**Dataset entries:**
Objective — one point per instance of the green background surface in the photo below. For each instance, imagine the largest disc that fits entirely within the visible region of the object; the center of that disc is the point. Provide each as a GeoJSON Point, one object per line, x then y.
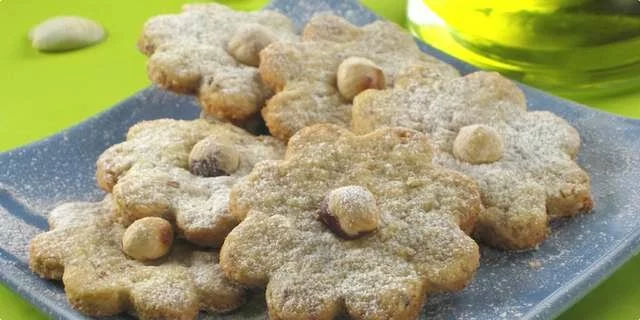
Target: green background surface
{"type": "Point", "coordinates": [41, 94]}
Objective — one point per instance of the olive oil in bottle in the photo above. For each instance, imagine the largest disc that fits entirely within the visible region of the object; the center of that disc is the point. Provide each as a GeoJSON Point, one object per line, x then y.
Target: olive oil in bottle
{"type": "Point", "coordinates": [572, 47]}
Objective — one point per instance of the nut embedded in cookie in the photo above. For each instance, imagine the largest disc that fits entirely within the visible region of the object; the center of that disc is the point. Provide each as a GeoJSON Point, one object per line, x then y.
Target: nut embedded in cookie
{"type": "Point", "coordinates": [182, 171]}
{"type": "Point", "coordinates": [148, 238]}
{"type": "Point", "coordinates": [83, 249]}
{"type": "Point", "coordinates": [409, 215]}
{"type": "Point", "coordinates": [212, 51]}
{"type": "Point", "coordinates": [524, 162]}
{"type": "Point", "coordinates": [316, 79]}
{"type": "Point", "coordinates": [350, 212]}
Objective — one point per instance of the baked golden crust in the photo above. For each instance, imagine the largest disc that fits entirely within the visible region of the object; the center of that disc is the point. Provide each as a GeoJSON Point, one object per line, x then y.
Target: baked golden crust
{"type": "Point", "coordinates": [419, 245]}
{"type": "Point", "coordinates": [303, 74]}
{"type": "Point", "coordinates": [83, 249]}
{"type": "Point", "coordinates": [151, 174]}
{"type": "Point", "coordinates": [210, 50]}
{"type": "Point", "coordinates": [535, 177]}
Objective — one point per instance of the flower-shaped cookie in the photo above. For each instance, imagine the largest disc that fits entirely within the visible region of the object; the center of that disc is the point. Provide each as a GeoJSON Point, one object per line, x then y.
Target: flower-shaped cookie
{"type": "Point", "coordinates": [362, 225]}
{"type": "Point", "coordinates": [316, 79]}
{"type": "Point", "coordinates": [212, 51]}
{"type": "Point", "coordinates": [83, 249]}
{"type": "Point", "coordinates": [523, 161]}
{"type": "Point", "coordinates": [182, 171]}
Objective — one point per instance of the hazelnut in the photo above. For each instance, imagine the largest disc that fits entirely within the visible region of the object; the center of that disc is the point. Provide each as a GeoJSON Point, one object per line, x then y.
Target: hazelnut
{"type": "Point", "coordinates": [247, 42]}
{"type": "Point", "coordinates": [350, 212]}
{"type": "Point", "coordinates": [211, 158]}
{"type": "Point", "coordinates": [357, 74]}
{"type": "Point", "coordinates": [147, 238]}
{"type": "Point", "coordinates": [478, 144]}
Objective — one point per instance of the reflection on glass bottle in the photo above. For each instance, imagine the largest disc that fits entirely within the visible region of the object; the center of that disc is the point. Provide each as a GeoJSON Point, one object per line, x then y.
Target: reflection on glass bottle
{"type": "Point", "coordinates": [572, 47]}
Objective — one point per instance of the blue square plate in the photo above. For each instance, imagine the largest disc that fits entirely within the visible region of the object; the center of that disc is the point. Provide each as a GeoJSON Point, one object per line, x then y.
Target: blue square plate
{"type": "Point", "coordinates": [539, 284]}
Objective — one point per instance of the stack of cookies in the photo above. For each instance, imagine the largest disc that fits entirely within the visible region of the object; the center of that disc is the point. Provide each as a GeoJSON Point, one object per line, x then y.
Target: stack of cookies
{"type": "Point", "coordinates": [380, 170]}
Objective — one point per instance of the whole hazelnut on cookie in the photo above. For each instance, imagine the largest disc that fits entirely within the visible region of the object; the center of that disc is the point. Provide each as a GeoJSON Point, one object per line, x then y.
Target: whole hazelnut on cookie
{"type": "Point", "coordinates": [350, 212]}
{"type": "Point", "coordinates": [147, 238]}
{"type": "Point", "coordinates": [210, 158]}
{"type": "Point", "coordinates": [356, 74]}
{"type": "Point", "coordinates": [478, 144]}
{"type": "Point", "coordinates": [245, 45]}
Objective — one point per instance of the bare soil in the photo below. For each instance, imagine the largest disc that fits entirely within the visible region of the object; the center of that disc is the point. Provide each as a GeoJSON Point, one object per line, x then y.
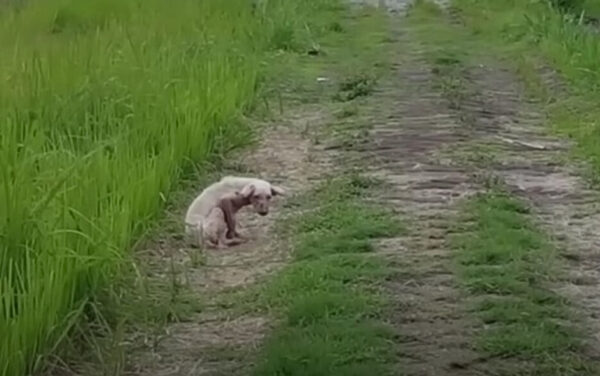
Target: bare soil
{"type": "Point", "coordinates": [413, 127]}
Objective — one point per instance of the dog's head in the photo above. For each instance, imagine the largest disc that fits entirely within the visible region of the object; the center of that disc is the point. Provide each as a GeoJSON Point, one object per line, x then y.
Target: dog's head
{"type": "Point", "coordinates": [259, 194]}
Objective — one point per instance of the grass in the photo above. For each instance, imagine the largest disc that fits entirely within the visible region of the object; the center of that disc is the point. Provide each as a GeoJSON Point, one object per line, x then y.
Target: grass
{"type": "Point", "coordinates": [329, 298]}
{"type": "Point", "coordinates": [506, 263]}
{"type": "Point", "coordinates": [533, 36]}
{"type": "Point", "coordinates": [104, 106]}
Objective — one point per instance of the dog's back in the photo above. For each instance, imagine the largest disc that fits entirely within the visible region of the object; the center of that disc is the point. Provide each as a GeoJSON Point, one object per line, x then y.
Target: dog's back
{"type": "Point", "coordinates": [201, 208]}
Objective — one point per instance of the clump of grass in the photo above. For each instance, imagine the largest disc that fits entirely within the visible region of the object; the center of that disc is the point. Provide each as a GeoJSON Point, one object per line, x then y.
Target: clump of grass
{"type": "Point", "coordinates": [535, 36]}
{"type": "Point", "coordinates": [328, 295]}
{"type": "Point", "coordinates": [104, 106]}
{"type": "Point", "coordinates": [357, 86]}
{"type": "Point", "coordinates": [506, 262]}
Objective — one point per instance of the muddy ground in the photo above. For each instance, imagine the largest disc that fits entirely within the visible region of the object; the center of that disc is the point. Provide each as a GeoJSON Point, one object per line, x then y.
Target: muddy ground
{"type": "Point", "coordinates": [415, 131]}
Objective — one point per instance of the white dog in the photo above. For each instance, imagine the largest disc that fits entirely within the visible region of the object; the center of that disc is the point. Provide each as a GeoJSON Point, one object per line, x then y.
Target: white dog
{"type": "Point", "coordinates": [211, 216]}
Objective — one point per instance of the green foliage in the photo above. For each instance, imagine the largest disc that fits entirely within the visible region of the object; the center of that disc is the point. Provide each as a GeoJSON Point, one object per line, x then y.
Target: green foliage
{"type": "Point", "coordinates": [103, 104]}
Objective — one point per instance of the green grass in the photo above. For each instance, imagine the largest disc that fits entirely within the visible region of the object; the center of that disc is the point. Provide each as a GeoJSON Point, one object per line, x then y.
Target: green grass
{"type": "Point", "coordinates": [506, 263]}
{"type": "Point", "coordinates": [104, 105]}
{"type": "Point", "coordinates": [329, 298]}
{"type": "Point", "coordinates": [531, 36]}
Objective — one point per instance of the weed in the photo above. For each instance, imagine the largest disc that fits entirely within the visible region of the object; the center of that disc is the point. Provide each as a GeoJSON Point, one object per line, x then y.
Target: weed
{"type": "Point", "coordinates": [328, 295]}
{"type": "Point", "coordinates": [354, 87]}
{"type": "Point", "coordinates": [104, 106]}
{"type": "Point", "coordinates": [507, 262]}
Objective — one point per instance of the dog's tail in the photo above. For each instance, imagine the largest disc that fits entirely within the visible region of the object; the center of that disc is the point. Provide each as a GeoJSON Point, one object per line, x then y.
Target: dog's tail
{"type": "Point", "coordinates": [194, 233]}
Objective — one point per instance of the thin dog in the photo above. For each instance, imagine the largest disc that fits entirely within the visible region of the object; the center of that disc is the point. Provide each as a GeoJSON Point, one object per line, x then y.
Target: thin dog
{"type": "Point", "coordinates": [210, 219]}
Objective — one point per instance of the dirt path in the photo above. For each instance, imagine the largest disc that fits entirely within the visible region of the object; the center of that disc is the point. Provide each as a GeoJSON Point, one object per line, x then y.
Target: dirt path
{"type": "Point", "coordinates": [417, 144]}
{"type": "Point", "coordinates": [417, 133]}
{"type": "Point", "coordinates": [216, 341]}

**Instructions to follow:**
Beginning with the first line of the records above, extract each line exactly through the line that holds "Objective — one point per instance of the flower-shaped", both ends included. Omit pictures.

**Solution to this exercise:**
Objective — one point per instance of the green background surface in the photo below. For each instance, imagine the largest disc that fits entirely within the visible region of the object; the center of that disc is the point. Provide each as a GeoJSON Point, one object per line, x then y.
Target: green background surface
{"type": "Point", "coordinates": [41, 94]}
Objective — one point per instance of the olive oil in bottle in the photo above. For each instance, imagine the largest disc that fits entirely within the visible region of the object; the center of that disc is the point. Provide each as a GeoJSON Point, one object per line, x then y.
Target: olive oil in bottle
{"type": "Point", "coordinates": [572, 47]}
Objective — one point per instance of the nut embedded in cookie in the photo above. For each instance, imagine the largest disc that fits entirely within the visible region of the object; the center of that disc is the point. Provide each as a GeoJSON Point, one object per line, x then y.
Target: nut embedded in cookie
{"type": "Point", "coordinates": [182, 171]}
{"type": "Point", "coordinates": [148, 238]}
{"type": "Point", "coordinates": [83, 249]}
{"type": "Point", "coordinates": [409, 215]}
{"type": "Point", "coordinates": [212, 51]}
{"type": "Point", "coordinates": [524, 162]}
{"type": "Point", "coordinates": [316, 79]}
{"type": "Point", "coordinates": [350, 212]}
Objective — one point per instance of the baked golden crust in the photo above. For each instance, imagine the largest disc that fits entirely within the visible region of the object; the center of that disc is the point. Provide each as a GeoJSON Point, one object per line, x then y.
Target: baked golden crust
{"type": "Point", "coordinates": [419, 245]}
{"type": "Point", "coordinates": [303, 74]}
{"type": "Point", "coordinates": [83, 249]}
{"type": "Point", "coordinates": [151, 174]}
{"type": "Point", "coordinates": [210, 50]}
{"type": "Point", "coordinates": [535, 177]}
Objective — one point per instance of the flower-shaped cookie in the photo above. For each instance, imagine the largest disc that fits entirely within the visible region of the object; the center of that disc is the point. Provide each as a GeoJSON Point, one object per line, x then y.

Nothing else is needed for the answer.